REQUIREMENT :: Every record should be copied exactly, and the images omitted.

====== RECORDS FOR THE EXERCISE ======

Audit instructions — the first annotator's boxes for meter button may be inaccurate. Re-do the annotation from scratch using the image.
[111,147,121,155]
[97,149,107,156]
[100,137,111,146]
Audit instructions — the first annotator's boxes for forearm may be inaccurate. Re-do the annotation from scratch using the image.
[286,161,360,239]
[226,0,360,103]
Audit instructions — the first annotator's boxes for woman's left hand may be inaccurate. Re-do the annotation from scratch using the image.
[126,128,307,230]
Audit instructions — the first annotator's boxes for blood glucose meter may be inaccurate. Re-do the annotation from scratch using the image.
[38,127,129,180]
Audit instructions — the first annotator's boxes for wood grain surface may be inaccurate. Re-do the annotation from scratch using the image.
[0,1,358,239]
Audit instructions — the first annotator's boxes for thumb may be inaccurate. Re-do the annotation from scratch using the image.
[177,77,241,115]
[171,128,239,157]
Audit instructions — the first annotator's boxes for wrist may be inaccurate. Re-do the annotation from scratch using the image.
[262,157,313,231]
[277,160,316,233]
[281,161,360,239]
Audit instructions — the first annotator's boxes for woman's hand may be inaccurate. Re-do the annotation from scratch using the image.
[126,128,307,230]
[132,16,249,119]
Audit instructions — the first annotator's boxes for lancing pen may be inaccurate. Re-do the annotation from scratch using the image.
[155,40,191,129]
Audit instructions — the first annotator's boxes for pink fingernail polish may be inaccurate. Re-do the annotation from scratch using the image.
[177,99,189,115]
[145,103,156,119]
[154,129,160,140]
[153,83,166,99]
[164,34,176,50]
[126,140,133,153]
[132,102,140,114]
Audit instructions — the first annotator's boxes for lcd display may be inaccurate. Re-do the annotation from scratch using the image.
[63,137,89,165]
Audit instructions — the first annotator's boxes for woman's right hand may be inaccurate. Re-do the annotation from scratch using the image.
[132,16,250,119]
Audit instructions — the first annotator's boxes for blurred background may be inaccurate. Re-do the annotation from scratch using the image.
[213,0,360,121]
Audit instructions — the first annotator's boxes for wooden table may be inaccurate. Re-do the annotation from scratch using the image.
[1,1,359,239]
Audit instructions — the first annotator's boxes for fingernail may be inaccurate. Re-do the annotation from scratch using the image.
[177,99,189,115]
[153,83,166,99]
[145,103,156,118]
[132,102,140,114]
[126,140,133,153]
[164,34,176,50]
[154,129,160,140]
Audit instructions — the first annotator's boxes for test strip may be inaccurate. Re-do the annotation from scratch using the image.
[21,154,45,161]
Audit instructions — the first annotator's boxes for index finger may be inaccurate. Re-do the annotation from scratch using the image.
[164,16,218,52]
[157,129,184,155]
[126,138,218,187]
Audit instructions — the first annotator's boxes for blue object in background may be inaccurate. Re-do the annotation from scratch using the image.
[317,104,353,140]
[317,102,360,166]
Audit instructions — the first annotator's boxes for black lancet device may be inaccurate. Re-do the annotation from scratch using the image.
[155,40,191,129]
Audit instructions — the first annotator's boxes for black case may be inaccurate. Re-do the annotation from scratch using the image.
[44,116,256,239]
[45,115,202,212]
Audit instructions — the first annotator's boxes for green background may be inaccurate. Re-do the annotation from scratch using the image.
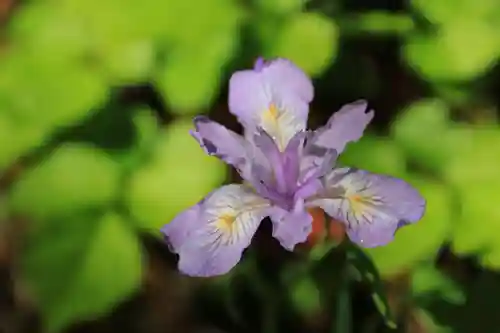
[0,0,499,332]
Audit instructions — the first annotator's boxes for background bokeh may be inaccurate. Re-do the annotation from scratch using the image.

======

OUTPUT OF THE EXERCISE ::
Audit instructions — the first annotator's boxes for meter button may be inaccurate. Re-do the annotation from scratch using the image.
[111,147,121,155]
[97,149,107,156]
[100,137,111,146]
Audit instructions — the first annotator's boxes for forearm may be inaccurate. Re-do the annotation from scratch using the image.
[286,161,360,239]
[226,0,360,103]
Audit instructions — the first annotator's boxes for woman's left hand may be inaccurate. Re-do the annotation from scratch using the image.
[126,128,307,230]
Audit instructions — the first annotator's boxes for blood glucose meter may be inaccurate. Re-do the annotation from scratch using the image.
[38,127,129,180]
Audit instructions — the first annotator's boxes for wood grain surface may be inaccurate. Re-do the annotation from scratch using the image.
[0,1,358,239]
Audit instructions — the first annotator's boxes for thumb may be inaccurate. Re-do the annotation from scratch using the image.
[177,77,241,115]
[171,128,239,157]
Audit instructions — the first annotator's boxes for wrist may be inaccurate. Re-do the annotation from scratch using the image.
[262,157,313,231]
[277,160,316,233]
[281,161,360,239]
Audit instructions — the first annotator's boxes for woman's hand may be inaccurate. Re-do the annotation from scratch using the image.
[126,128,307,230]
[132,16,249,119]
Audit instructions — the first annotator's boxes for lancing pen may be inaccurate. Re-do the annotation from scratch using the image.
[155,40,191,129]
Audit instructions — the first annotator's boxes for pink fingernail polish may be inaccurate. Re-do the annotation from scratch using the image.
[177,99,189,115]
[145,103,156,119]
[154,129,160,140]
[153,83,166,99]
[164,34,176,50]
[126,140,133,153]
[132,102,140,114]
Audit instructions — the first annotator's boxes for lcd display may be inaccurate. Re-do the annotation from scratch using the image.
[63,137,89,165]
Audit instructions — the first annotator's boxes for woman's right hand may be inaccurate. Re-do the annotation from scratch using the image.
[132,16,250,119]
Audit instructions — the first annotator's boxes for blurred background may be inaccurate. Re-do the annotation from scratch using the image.
[213,0,360,121]
Audit instructions — the first annotator's boxes for wooden table may be inaccurate. Re-do the annotation from scratch using the image.
[1,1,359,239]
Audit instructions — the first annotator's boxes for fingernail may be inaccurate. Re-do the annotation from scratch using the image.
[177,99,189,115]
[153,83,166,99]
[145,103,156,118]
[132,102,140,114]
[126,140,133,153]
[164,34,176,50]
[154,129,160,140]
Audit instructions — the first annotator's boxes for test strip may be inaccurate. Re-do the annotation from scratch using the image.
[21,154,45,161]
Audit instructions — the first annotator's boxes for index finger may be inaccurate. Re-do the annotation from scratch using the image.
[164,16,218,52]
[157,129,184,155]
[126,138,218,187]
Audit instructions — the first annotator's boxes for blue object in background may be inaccurate. Re-do the annotation from scratch using the image.
[317,104,353,140]
[317,102,360,166]
Audit instructions — the first annotator's boxes for black lancet device may be inaccurate. Re-do the annotation from scratch using the image.
[155,40,191,129]
Audit instructions — the first annotator's boxes for black case may be inaccurate. Re-do the annotation from scratch using the image.
[44,116,256,239]
[45,115,202,212]
Audit instructions — the first annotator's boxes for green background may be inaccurate. Re-do the annotation from scratch using the image.
[0,0,499,332]
Audit instructions — the first annotator's boxes for background bokeh may be inaccurate. Re-do the annotation from scratch using the image.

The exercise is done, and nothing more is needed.